▶ Reading text
Effect of Diclofenac Mouthwash on Postoperative Pain after Periodontal Surgery ZC24-ZC26
Dr. Ashank Mishra,
Reader, Department of Periodontics, Sri Sai College of Dental Surgery, Vikarabad, Hyderabad-501101, Telangana, India.
Introduction: Non-Steroidal Antiinflammatory Drugs (NSAIDs) are widely used drugs for the management of pain. Oral administration of NSAIDs has various adverse events like gastrointestinal alterations - nausea, dyspepsia and gastrointestinal bleeding, hepatotoxicity and blood dyscrasias. As orally given NSAIDs are associated with systemic side effects, it is preferred to alleviate pain and inflammation using topical medication. Thus, recently the focus has been on the development of topical administration of NSAIDs in the form of gels, toothpastes and rinses.

▶ Data under study
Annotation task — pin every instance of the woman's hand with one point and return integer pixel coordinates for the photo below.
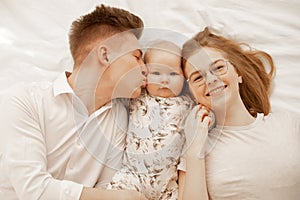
(196, 130)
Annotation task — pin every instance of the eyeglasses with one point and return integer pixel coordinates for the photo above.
(217, 68)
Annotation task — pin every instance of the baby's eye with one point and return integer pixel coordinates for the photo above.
(155, 73)
(174, 74)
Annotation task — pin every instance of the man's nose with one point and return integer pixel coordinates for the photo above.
(144, 69)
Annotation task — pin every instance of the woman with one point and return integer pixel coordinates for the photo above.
(252, 153)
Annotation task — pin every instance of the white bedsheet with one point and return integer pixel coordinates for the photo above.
(34, 42)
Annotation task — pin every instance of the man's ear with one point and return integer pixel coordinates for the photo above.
(240, 79)
(102, 55)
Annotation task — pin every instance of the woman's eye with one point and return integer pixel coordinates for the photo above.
(197, 78)
(174, 74)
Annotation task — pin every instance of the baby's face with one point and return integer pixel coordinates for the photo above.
(165, 77)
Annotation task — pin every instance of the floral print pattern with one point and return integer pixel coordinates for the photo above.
(154, 143)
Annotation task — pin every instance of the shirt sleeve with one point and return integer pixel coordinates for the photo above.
(24, 158)
(100, 148)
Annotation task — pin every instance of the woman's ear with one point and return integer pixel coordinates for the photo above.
(102, 55)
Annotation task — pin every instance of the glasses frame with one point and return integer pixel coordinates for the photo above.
(212, 72)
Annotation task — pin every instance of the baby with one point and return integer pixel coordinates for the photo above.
(155, 136)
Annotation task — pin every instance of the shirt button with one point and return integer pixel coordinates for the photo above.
(67, 191)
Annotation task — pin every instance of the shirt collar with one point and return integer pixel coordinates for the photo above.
(61, 85)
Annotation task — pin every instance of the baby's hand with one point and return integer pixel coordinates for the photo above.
(196, 130)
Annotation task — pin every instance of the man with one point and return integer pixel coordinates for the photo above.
(59, 140)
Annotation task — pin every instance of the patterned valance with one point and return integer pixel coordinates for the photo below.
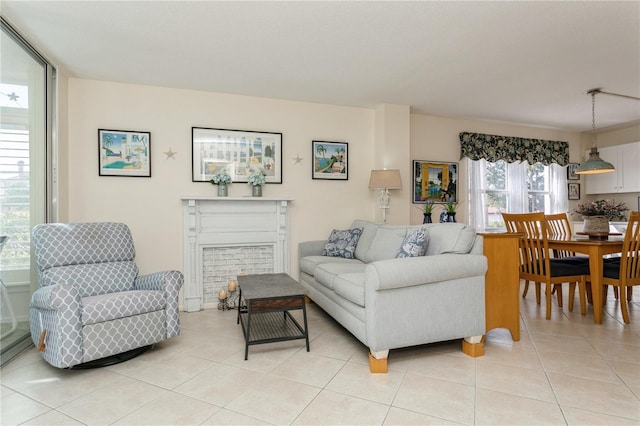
(511, 149)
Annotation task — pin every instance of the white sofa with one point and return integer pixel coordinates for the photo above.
(388, 302)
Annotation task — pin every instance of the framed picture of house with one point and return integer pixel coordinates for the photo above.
(571, 171)
(435, 182)
(124, 153)
(574, 191)
(330, 160)
(238, 152)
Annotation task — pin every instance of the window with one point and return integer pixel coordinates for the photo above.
(518, 187)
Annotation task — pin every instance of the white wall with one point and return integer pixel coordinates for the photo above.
(152, 206)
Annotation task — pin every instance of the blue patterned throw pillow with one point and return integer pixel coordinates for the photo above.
(414, 244)
(342, 243)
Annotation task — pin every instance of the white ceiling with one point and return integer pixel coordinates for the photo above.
(520, 62)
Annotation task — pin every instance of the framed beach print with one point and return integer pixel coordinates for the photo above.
(571, 171)
(330, 160)
(124, 153)
(435, 182)
(574, 191)
(239, 152)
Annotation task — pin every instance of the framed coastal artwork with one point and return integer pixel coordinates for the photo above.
(124, 153)
(574, 191)
(239, 152)
(330, 160)
(435, 182)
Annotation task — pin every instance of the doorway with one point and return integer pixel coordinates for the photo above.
(26, 108)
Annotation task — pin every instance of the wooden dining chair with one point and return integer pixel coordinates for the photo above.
(559, 228)
(537, 266)
(626, 273)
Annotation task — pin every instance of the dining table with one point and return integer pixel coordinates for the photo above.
(596, 249)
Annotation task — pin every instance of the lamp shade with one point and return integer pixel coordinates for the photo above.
(594, 165)
(385, 179)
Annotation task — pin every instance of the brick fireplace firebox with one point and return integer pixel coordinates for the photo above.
(227, 236)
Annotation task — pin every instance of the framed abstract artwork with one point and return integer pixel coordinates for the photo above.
(239, 152)
(124, 153)
(435, 182)
(330, 160)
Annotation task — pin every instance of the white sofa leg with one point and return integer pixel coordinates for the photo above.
(378, 361)
(473, 346)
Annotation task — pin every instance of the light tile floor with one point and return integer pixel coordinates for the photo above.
(564, 371)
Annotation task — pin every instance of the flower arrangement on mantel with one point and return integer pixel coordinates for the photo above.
(450, 206)
(256, 178)
(428, 207)
(607, 208)
(221, 178)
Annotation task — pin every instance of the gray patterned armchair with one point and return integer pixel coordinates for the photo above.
(91, 301)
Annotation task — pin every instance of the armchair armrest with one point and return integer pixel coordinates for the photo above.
(170, 282)
(311, 248)
(62, 297)
(57, 309)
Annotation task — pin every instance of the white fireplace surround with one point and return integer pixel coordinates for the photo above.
(229, 223)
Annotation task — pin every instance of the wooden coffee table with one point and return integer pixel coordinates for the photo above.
(264, 304)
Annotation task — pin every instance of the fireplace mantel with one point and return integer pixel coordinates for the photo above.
(227, 236)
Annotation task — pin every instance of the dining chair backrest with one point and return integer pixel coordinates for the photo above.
(559, 228)
(534, 245)
(630, 261)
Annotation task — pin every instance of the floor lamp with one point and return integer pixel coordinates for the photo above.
(384, 180)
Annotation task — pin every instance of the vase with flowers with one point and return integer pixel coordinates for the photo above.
(597, 214)
(450, 208)
(427, 211)
(222, 179)
(256, 179)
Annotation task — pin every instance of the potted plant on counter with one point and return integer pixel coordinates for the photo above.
(597, 214)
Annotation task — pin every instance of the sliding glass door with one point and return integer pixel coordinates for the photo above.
(25, 127)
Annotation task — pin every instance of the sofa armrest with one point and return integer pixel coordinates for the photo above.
(405, 272)
(311, 248)
(170, 282)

▶ Work request
Transcribe the passage of the diclofenac mouthwash text from "Effect of Diclofenac" to "toothpastes and rinses.". The lines are separate material, not part of the text.

▶ Solution to this task
Effect of Diclofenac Mouthwash on Postoperative Pain after Periodontal Surgery ZC24-ZC26
Dr. Ashank Mishra,
Reader, Department of Periodontics, Sri Sai College of Dental Surgery, Vikarabad, Hyderabad-501101, Telangana, India.
Introduction: Non-Steroidal Antiinflammatory Drugs (NSAIDs) are widely used drugs for the management of pain. Oral administration of NSAIDs has various adverse events like gastrointestinal alterations - nausea, dyspepsia and gastrointestinal bleeding, hepatotoxicity and blood dyscrasias. As orally given NSAIDs are associated with systemic side effects, it is preferred to alleviate pain and inflammation using topical medication. Thus, recently the focus has been on the development of topical administration of NSAIDs in the form of gels, toothpastes and rinses.